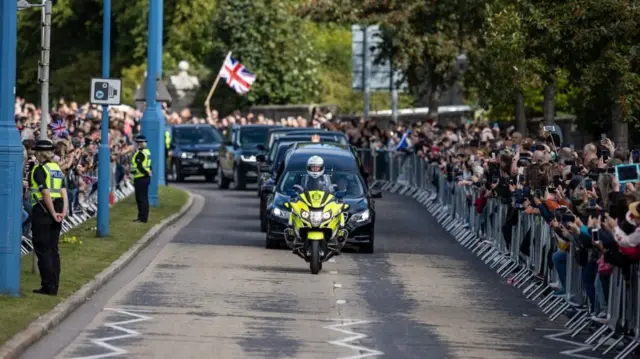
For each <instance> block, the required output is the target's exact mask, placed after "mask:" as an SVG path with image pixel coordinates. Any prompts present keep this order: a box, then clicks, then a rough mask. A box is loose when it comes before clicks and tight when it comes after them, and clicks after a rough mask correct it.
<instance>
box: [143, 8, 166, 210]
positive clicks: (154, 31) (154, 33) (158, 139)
mask: <svg viewBox="0 0 640 359" xmlns="http://www.w3.org/2000/svg"><path fill="white" fill-rule="evenodd" d="M161 23H162V0H150V4H149V37H148V41H147V42H148V45H147V84H146V86H147V88H146V103H147V104H146V107H145V109H144V114H143V115H142V133H143V134H144V136H145V137H146V138H147V142H148V144H149V151H150V152H151V165H152V167H153V169H155V170H154V171H153V175H152V176H151V184H150V185H149V204H150V205H152V206H154V207H158V206H159V205H160V203H159V199H158V176H159V171H158V162H159V161H160V160H161V159H160V156H158V153H159V151H160V150H162V147H160V142H159V139H160V135H161V133H160V121H161V120H162V110H161V108H160V106H159V104H158V102H157V101H156V81H155V80H156V78H157V76H158V74H159V73H160V70H159V68H160V64H159V63H158V60H159V59H158V54H157V52H158V49H160V46H161V45H159V44H158V43H159V42H160V41H161V33H160V31H158V30H159V26H161Z"/></svg>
#####
Put the rows above into a JSON list of strings with one string per line. Skip blank lines and leave out the pictures.

RESULT:
[
  "For each <instance> block, the required output is the target's exact mask, placed after \"mask:\" as an SVG path with image pixel coordinates. Any prompts present keep this order: a box, then clicks, then a rough mask. A box is loose when it comes before clicks and tight when it comes after them, and clicks after a rough mask correct it.",
  "<instance>",
  "box: [143, 8, 166, 210]",
  "positive clicks: (154, 31) (154, 33) (158, 139)",
  "mask: <svg viewBox=\"0 0 640 359\" xmlns=\"http://www.w3.org/2000/svg\"><path fill=\"white\" fill-rule=\"evenodd\" d=\"M161 23H162V0H150V4H149V37H148V41H147V42H148V45H147V84H146V86H147V88H146V103H147V104H146V107H145V109H144V114H143V115H142V133H143V134H144V136H145V137H146V138H147V142H148V144H149V151H150V152H151V165H152V167H153V169H155V170H154V171H153V175H152V176H151V184H150V185H149V204H150V205H152V206H154V207H158V206H159V205H160V203H159V199H158V176H159V171H158V162H159V161H160V160H161V159H160V156H158V153H159V151H160V150H162V147H160V142H159V139H160V135H161V133H160V121H161V120H162V110H161V108H160V106H159V104H158V102H157V101H156V81H155V80H156V78H157V76H158V74H159V73H160V70H159V68H160V64H159V63H158V60H159V59H158V54H157V52H158V49H160V46H161V45H159V44H158V43H159V42H160V41H161V33H160V31H158V30H159V26H161Z\"/></svg>"
]